TO DO:
1. In the excerpt on Quaker businesses, what quality was central to the idea of a Quaker business?
2. Copy word for word the part of the excerpt on Quaker businesses that runs from "The List Of Quaker" up to and including "the village trust.".

EXCERPT TO READ:
What can business history tell us about regulation and business responsibility?

The Purpose Of Business

Looking at business history gives an interesting perspective. The idea that businesses are only there for the benefit of shareholders (see here) is not the only view that exists by a long way. One set of people who had a different view were the Quaker business people of the 19th century. The Quakers are a modestly sized Christian group. Richard Nixon was of Quaker heritage but he isn’t necessarily the perfect poster child.

The Quakers were major players in the English business scene. They also had notable strength in nineteenth-century US business. The list of names of businesses associated with the Quakers are impressive. The Quakers built a great brand for their business dealings. Integrity was central to the idea of a Quaker business. Quaker Oats illustrates how strong the brand was. Interestingly, the founders of this business were not Quakers. Still, the owners thought taking the name would associate the brand with the Quaker’s positive qualities.

The List Of Quaker Businesses Is Impressive

Probably the most famous Quaker business person was George Cadbury — of chocolate fame. (The Quakers are massively over-represented in UK confectionery). He seems to have developed an early form of CSR (Corporate Social Responsibility). Indeed, he might have thought it odd to seek solely to increase funds for the owners.

Cadbury’s approach seems to see how far the business could sustain the improvements in the lot of stakeholders — illustrated in the donation of the Bournville to the village trust.

Fincham, 2019, page 54


There has been pushback on the idea of business for good. If you compare working conditions against modern laws then all nineteenth-century conditions left a lot to be desired. That said, I would worry less about that comparison. The explicit intention was the elevate the conditions of the workers. At the time working conditions were pretty awful and the Quaker plans represented progress (not an end state we should aspire to). It seems reasonable to conclude that many of the business owners were genuine in their desire to improve the world and would probably celebrate that we have made further progress since. They seem to have felt that business could be a force for good.


History also shows us why we need to regulate business. Regulation and business responsibility aren’t competitors but go hand in hand. While in an ideal world firms might do the right thing all the time this seems too much to hope. Human beings, and their organizations, aren’t always perfect.

Location labeling items:
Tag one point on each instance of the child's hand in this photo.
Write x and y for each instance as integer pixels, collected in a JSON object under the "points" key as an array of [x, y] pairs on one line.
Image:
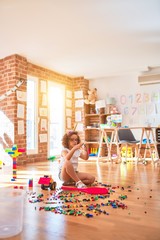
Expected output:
{"points": [[78, 146]]}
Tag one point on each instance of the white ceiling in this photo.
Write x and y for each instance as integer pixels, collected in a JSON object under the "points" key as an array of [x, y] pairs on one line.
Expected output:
{"points": [[90, 38]]}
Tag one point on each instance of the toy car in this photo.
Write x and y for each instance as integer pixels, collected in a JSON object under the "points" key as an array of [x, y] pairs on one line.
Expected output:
{"points": [[47, 182]]}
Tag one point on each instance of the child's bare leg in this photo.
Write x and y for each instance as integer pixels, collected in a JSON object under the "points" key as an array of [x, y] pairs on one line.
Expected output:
{"points": [[86, 178], [68, 172]]}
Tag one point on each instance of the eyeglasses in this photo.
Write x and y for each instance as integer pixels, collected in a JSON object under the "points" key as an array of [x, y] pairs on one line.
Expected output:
{"points": [[73, 139]]}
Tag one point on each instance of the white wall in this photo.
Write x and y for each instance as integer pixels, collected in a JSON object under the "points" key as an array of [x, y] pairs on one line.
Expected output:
{"points": [[139, 105]]}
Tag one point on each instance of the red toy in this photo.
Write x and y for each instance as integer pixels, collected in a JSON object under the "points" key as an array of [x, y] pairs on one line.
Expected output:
{"points": [[90, 190], [47, 182]]}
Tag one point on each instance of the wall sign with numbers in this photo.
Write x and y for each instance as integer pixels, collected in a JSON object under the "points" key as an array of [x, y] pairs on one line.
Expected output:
{"points": [[140, 109]]}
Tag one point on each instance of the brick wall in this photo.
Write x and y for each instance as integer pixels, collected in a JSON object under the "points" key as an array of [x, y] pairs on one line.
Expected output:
{"points": [[12, 69]]}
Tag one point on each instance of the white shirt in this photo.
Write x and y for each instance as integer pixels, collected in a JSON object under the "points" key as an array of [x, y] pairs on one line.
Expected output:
{"points": [[74, 159]]}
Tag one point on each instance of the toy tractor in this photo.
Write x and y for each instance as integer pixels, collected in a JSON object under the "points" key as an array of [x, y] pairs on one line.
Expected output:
{"points": [[47, 182]]}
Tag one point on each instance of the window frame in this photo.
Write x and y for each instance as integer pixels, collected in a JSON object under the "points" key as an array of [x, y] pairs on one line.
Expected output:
{"points": [[35, 150]]}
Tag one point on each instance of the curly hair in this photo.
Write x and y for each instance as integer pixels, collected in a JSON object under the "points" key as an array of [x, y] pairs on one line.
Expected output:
{"points": [[67, 136]]}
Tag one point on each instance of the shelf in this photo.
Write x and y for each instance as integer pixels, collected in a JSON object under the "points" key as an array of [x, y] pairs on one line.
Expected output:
{"points": [[92, 115], [92, 128], [91, 142]]}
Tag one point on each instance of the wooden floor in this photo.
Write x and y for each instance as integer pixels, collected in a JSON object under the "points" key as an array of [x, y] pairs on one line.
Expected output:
{"points": [[140, 220]]}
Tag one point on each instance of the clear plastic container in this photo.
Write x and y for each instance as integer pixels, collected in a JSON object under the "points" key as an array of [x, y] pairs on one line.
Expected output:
{"points": [[11, 211]]}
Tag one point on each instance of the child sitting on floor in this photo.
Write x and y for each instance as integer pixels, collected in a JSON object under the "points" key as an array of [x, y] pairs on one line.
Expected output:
{"points": [[73, 149]]}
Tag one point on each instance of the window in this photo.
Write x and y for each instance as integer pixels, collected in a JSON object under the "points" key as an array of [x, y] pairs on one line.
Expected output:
{"points": [[56, 98], [32, 115]]}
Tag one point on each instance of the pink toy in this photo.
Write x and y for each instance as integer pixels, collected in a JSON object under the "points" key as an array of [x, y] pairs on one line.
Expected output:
{"points": [[89, 190]]}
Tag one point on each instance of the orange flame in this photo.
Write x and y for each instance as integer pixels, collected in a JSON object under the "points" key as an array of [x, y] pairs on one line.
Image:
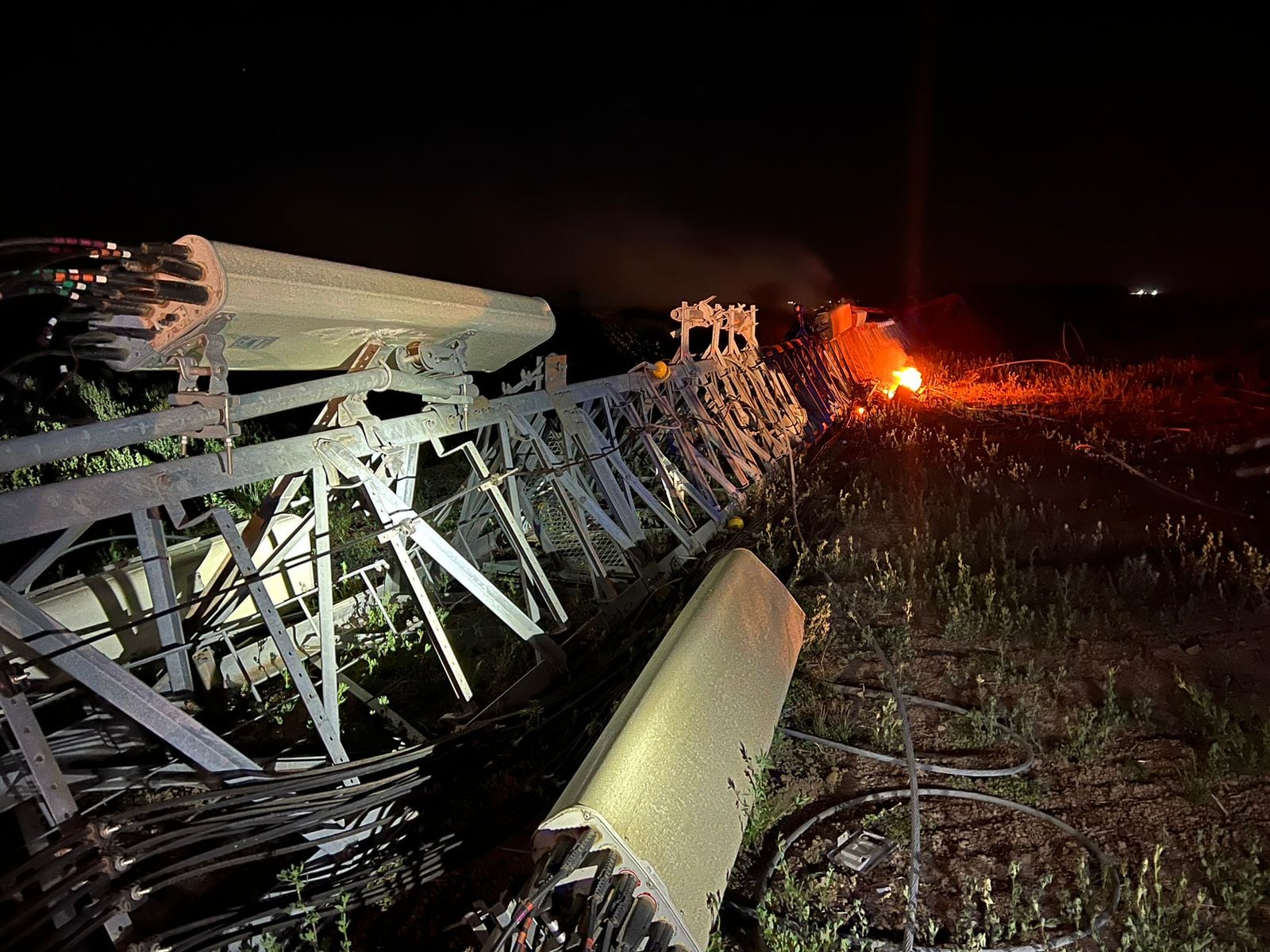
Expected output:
{"points": [[907, 378], [910, 378]]}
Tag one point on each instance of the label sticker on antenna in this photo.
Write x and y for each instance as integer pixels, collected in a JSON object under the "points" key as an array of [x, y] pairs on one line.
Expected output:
{"points": [[245, 342]]}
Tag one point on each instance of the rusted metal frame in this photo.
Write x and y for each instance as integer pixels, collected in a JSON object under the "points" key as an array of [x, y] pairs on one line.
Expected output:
{"points": [[531, 569], [634, 486], [210, 608], [44, 560], [702, 460], [230, 600], [32, 634], [56, 799], [537, 450], [660, 399], [679, 488], [755, 382], [713, 452], [152, 546], [394, 513], [327, 730], [600, 455], [325, 621], [742, 423], [734, 443], [436, 631], [676, 399], [562, 473]]}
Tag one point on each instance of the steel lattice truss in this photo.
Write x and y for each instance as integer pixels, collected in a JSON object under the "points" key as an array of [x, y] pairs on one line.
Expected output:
{"points": [[610, 484]]}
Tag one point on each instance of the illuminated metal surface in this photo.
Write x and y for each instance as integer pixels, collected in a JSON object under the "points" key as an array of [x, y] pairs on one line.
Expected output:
{"points": [[611, 484], [667, 772], [302, 314]]}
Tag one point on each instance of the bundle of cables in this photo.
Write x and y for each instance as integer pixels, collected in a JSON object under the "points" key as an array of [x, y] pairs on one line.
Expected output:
{"points": [[575, 900], [86, 281]]}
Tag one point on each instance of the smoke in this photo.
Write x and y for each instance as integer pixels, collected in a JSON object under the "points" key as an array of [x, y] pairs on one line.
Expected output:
{"points": [[615, 254]]}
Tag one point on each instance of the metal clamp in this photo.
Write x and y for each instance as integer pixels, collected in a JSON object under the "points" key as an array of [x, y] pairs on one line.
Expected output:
{"points": [[13, 679]]}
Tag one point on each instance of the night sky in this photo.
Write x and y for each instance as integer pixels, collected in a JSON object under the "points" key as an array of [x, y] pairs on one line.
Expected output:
{"points": [[914, 152]]}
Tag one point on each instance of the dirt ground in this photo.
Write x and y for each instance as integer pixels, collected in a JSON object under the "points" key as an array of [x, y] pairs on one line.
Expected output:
{"points": [[1067, 554]]}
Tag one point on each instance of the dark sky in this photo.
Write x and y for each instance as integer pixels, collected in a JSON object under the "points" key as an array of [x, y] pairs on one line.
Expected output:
{"points": [[879, 156]]}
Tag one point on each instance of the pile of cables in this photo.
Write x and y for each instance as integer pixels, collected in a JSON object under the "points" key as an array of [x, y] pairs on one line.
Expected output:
{"points": [[389, 824], [914, 793], [88, 281], [575, 900]]}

OUTPUTS IN ORDER:
1. Integrity.

2.
The List Of Quaker Businesses Is Impressive

Probably the most famous Quaker business person was George Cadbury — of chocolate fame. (The Quakers are massively over-represented in UK confectionery). He seems to have developed an early form of CSR (Corporate Social Responsibility). Indeed, he might have thought it odd to seek solely to increase funds for the owners.

Cadbury’s approach seems to see how far the business could sustain the improvements in the lot of stakeholders — illustrated in the donation of the Bournville to the village trust.